» EXERCISE GOAL:
Copy out the listing below from the line containing "Teacher note: have the class pick out the man standing" through the line containing "(1038, 499)", both included. Keep the request line unchanged, and raise every x and y coordinate in the answers by 29.

» RECORDS FOR THE TASK:
+===+

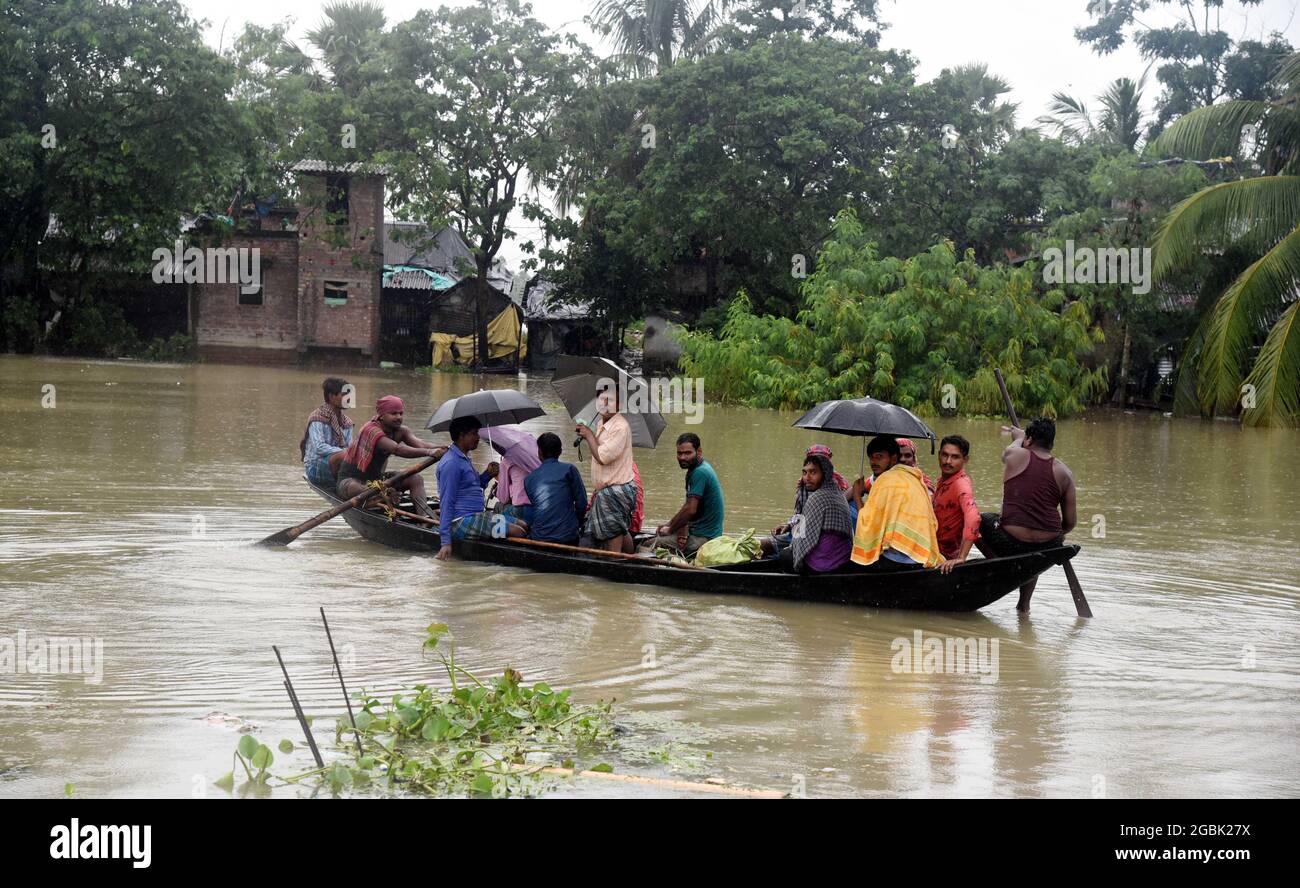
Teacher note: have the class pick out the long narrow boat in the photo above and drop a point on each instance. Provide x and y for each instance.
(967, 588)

+===+

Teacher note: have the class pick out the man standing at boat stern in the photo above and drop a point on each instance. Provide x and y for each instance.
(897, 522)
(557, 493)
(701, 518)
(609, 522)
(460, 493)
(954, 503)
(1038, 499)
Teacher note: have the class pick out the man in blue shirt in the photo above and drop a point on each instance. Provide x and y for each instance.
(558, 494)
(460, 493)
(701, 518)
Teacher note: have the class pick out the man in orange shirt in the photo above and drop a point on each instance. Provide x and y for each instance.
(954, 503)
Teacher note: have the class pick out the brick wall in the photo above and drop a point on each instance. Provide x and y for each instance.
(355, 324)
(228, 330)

+===+

» TASK SOLUTION:
Teacher note: have the class pick out the man standing at boat stern in the photo above and drop a point on each instance. Provide x and y for each instance.
(926, 551)
(586, 522)
(730, 547)
(638, 551)
(489, 522)
(983, 532)
(1067, 528)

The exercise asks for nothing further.